La Maison de la danse, le toprock d'une institution

Publié Vendredi 22 août 2025

Patrimoine / Alors que la Biennale de la danse démarre, voici le récit de l'histoire de la Maison de la danse, établie depuis 1992 dans les murs du feu Théâtre du Huitième. Un lieu unique en France, sur le point de s'agrandir avec les Ateliers de la danse à proximité.

Photo : Maison de la danse 2025 © Romain Tissot

De quoi parle-t-on lorsque l'on évoque la Maison de la danse de Lyon ? L'institution ou bien les murs du grand édifice face à l'arrêt de tram Mairie du 8e ? Les deux ! Cependant l'histoire de l'institution commence avant qu'elle n'élise domicile dans cet arrondissement. Dès 1977, cinq chorégraphes envisagent alors qu'un lieu soit entièrement dédié à leur art encore en cours de structuration d'un point de vue étatique - la création des Centres chorégraphiques nationaux ne date par exemple que de 1984. En 1980, les vœux de Michel Hallet-Eghayan, Marie Zighera, Hugo Verrecchia (ancien directeur du Ballet de l'Opéra) et consorts devient réalité dans une salle municipale de la Croix-Rousse que leur confie Joannès Ambre, adjoint aux affaires culturelles de Francisque Collomb. Durant douze ans et sous la houlette du journaliste Guy Darmet, ce qui n'est pas encore nommé le Théâtre de la Croix-Rousse incarne le temple de la danse contemporaine. Le premier et le seul en France. L'esplanade au-devant de cette salle de 750 places (594 aujourd'hui) prendra ensuite le nom de l'adjoint et avocat pénaliste.

◆ **Données brutes**:
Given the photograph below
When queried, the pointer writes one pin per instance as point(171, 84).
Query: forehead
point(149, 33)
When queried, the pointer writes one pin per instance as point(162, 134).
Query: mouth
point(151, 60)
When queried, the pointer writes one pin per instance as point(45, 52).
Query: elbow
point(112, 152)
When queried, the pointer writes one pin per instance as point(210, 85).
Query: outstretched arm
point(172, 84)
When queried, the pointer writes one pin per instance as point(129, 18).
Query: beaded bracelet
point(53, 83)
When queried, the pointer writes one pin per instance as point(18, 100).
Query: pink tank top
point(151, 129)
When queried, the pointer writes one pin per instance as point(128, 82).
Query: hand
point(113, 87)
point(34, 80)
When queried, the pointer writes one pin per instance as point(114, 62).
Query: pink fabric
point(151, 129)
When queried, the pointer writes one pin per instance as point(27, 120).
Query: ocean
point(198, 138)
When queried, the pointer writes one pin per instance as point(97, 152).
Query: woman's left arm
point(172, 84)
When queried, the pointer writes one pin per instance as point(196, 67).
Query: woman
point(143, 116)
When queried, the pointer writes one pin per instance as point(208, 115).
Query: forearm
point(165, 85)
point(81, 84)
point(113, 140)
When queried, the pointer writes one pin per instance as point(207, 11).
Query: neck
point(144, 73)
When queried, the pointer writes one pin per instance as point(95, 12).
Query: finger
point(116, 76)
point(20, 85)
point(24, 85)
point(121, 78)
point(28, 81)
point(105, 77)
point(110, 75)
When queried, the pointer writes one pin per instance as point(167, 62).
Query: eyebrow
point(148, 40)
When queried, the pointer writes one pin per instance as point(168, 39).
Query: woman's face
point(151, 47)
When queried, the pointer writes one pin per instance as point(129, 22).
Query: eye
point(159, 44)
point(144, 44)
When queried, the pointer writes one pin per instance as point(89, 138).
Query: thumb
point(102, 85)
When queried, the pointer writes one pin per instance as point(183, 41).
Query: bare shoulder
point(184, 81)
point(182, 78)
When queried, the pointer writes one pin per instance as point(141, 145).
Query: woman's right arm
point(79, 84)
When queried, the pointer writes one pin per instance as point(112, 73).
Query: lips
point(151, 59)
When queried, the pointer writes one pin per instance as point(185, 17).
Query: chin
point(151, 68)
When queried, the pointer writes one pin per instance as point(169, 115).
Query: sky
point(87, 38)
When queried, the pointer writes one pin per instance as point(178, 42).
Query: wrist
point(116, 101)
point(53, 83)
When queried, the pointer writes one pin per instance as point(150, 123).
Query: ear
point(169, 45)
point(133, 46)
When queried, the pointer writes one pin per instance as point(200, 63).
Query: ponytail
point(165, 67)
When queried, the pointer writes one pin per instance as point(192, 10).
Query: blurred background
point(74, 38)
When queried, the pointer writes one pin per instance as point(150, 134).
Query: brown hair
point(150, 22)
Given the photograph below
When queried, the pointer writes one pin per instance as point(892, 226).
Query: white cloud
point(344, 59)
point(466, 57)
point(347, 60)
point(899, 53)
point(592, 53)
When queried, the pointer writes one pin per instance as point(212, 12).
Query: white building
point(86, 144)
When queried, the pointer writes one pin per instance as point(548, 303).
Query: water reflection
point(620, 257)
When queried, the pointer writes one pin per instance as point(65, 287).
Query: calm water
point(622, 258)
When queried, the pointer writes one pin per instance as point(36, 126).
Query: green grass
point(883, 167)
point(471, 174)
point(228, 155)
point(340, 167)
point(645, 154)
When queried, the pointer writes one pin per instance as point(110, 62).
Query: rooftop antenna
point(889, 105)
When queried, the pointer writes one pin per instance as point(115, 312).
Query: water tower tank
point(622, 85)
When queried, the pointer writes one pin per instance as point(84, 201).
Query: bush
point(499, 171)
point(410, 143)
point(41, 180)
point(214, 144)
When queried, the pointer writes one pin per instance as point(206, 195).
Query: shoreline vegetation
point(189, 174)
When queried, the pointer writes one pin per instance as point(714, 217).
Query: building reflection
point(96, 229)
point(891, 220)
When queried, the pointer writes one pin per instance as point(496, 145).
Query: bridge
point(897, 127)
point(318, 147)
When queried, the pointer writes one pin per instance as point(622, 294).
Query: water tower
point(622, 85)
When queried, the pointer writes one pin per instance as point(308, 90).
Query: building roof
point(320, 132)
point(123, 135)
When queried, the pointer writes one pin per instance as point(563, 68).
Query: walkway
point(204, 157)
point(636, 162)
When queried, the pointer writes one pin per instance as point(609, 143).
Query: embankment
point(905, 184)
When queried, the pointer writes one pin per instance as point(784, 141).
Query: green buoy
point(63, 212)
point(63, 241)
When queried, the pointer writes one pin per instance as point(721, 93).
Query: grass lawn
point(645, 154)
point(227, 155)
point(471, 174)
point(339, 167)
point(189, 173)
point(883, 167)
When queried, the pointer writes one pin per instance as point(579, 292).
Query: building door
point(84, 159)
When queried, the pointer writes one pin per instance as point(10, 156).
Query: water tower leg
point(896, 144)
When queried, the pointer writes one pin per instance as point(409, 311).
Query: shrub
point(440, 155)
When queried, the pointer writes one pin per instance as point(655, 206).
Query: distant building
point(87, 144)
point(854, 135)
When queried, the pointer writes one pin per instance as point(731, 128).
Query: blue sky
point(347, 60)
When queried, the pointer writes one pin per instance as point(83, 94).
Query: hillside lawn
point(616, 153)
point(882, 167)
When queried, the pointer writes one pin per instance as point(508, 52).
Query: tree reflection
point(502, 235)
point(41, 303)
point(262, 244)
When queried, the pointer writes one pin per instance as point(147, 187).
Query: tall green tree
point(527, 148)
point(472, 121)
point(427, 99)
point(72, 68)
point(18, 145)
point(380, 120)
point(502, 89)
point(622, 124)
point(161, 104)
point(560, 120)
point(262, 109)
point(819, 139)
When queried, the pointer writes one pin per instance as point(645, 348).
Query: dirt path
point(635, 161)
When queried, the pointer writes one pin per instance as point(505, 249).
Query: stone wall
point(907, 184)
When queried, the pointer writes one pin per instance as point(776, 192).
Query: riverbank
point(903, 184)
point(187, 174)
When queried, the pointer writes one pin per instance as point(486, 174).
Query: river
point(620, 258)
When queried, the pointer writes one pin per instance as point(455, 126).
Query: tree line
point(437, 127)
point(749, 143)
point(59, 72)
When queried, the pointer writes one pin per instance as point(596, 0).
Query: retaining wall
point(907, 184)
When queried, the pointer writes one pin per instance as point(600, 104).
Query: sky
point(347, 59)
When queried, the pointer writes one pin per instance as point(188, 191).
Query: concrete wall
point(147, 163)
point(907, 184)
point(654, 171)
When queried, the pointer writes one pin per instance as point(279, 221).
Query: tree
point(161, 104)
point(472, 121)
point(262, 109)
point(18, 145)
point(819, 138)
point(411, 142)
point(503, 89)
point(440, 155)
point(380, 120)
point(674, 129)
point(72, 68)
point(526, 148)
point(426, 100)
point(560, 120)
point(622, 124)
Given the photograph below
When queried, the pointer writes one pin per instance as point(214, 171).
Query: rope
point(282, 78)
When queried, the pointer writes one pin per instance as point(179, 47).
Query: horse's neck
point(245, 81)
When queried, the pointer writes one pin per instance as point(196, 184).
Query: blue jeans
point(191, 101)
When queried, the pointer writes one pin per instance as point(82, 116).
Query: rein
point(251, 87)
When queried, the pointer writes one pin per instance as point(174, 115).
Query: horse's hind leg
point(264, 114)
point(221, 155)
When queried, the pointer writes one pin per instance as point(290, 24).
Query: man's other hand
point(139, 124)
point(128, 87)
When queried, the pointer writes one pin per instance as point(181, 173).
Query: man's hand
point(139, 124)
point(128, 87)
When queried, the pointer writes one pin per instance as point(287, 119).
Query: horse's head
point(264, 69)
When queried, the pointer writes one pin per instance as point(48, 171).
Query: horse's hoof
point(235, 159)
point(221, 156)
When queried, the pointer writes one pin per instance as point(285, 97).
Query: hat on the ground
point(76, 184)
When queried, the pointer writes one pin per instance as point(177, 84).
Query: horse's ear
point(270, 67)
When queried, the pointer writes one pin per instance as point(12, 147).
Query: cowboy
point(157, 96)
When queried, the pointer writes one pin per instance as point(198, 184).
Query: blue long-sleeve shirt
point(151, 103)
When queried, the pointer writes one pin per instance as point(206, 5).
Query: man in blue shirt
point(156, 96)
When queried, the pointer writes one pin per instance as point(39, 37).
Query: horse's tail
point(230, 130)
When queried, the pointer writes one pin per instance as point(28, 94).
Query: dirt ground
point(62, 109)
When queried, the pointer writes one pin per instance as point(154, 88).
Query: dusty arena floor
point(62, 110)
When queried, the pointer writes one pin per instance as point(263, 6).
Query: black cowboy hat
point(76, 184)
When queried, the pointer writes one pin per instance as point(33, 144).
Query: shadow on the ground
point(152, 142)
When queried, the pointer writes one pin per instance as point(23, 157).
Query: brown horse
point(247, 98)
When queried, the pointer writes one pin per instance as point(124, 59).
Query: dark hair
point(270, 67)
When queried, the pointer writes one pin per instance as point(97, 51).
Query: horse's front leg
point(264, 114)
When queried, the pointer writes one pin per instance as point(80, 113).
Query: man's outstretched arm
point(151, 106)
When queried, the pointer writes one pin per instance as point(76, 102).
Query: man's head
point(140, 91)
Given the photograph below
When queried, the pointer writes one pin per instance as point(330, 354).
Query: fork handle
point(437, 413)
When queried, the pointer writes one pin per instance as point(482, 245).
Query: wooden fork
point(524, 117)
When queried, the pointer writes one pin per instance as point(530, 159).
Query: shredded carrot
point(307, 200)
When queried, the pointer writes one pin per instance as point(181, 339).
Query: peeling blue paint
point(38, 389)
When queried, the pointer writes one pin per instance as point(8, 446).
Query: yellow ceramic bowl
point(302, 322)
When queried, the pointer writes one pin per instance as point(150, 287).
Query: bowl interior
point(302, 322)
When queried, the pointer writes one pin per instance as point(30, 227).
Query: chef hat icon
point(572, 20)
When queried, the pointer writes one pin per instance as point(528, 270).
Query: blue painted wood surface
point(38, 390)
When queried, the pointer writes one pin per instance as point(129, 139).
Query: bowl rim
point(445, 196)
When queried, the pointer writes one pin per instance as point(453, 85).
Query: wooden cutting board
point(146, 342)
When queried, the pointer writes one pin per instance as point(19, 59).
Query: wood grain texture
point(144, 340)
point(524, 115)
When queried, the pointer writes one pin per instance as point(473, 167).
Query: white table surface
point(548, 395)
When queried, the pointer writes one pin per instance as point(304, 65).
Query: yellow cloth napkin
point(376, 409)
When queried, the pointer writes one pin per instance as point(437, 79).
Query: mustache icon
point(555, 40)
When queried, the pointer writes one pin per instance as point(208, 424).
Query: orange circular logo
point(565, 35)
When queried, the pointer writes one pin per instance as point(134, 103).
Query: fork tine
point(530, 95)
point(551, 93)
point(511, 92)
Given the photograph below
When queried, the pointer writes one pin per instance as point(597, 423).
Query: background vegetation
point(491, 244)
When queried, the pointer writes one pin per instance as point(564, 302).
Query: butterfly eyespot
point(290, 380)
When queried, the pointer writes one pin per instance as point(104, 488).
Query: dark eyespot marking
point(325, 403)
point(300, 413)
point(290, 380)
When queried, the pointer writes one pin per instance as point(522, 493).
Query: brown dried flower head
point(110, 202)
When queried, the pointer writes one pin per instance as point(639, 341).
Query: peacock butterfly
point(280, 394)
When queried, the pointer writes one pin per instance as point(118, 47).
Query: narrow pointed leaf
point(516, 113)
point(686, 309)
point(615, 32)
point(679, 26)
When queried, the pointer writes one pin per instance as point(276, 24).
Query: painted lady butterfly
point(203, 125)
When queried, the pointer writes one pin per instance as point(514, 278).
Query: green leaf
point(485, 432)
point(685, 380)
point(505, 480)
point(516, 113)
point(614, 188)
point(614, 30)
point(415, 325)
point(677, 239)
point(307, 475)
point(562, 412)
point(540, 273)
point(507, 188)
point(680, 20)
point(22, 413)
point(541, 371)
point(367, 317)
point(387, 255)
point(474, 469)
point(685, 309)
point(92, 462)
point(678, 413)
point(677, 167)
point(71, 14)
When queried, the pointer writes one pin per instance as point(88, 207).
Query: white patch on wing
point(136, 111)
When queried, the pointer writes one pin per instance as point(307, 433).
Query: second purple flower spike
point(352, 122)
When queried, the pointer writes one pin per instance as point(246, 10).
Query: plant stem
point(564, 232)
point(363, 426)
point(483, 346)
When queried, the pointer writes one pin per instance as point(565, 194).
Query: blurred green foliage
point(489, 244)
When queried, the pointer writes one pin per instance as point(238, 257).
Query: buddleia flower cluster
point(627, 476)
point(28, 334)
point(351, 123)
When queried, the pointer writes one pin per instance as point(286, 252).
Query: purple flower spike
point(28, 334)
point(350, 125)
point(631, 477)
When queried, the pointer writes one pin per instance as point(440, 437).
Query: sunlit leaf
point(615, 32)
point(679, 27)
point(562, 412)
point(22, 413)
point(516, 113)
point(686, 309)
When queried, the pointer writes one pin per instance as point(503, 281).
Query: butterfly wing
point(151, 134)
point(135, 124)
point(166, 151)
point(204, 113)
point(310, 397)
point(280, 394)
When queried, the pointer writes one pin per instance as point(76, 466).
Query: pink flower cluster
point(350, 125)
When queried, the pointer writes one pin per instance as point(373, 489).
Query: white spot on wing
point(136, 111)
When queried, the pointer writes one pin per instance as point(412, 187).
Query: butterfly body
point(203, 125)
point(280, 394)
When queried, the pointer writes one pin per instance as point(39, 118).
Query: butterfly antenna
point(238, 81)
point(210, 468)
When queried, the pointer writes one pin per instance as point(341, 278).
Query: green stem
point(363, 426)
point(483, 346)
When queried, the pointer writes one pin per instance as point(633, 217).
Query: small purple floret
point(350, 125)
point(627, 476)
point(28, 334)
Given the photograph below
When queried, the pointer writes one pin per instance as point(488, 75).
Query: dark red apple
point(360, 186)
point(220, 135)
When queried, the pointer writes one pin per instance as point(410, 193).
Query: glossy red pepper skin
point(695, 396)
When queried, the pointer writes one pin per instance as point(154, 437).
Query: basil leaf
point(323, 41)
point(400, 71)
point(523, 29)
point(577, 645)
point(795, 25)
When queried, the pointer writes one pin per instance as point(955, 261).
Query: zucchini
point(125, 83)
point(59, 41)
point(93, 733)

◆ **Consigne**: Citez le passage de l'article sur la Maison de la danse qui commence aux mots « La Maison de la danse, le » et s'arrête après « danse à proximité. ».

◆ **Corrigé**:
La Maison de la danse, le toprock d'une institution

Publié Vendredi 22 août 2025

Patrimoine / Alors que la Biennale de la danse démarre, voici le récit de l'histoire de la Maison de la danse, établie depuis 1992 dans les murs du feu Théâtre du Huitième. Un lieu unique en France, sur le point de s'agrandir avec les Ateliers de la danse à proximité.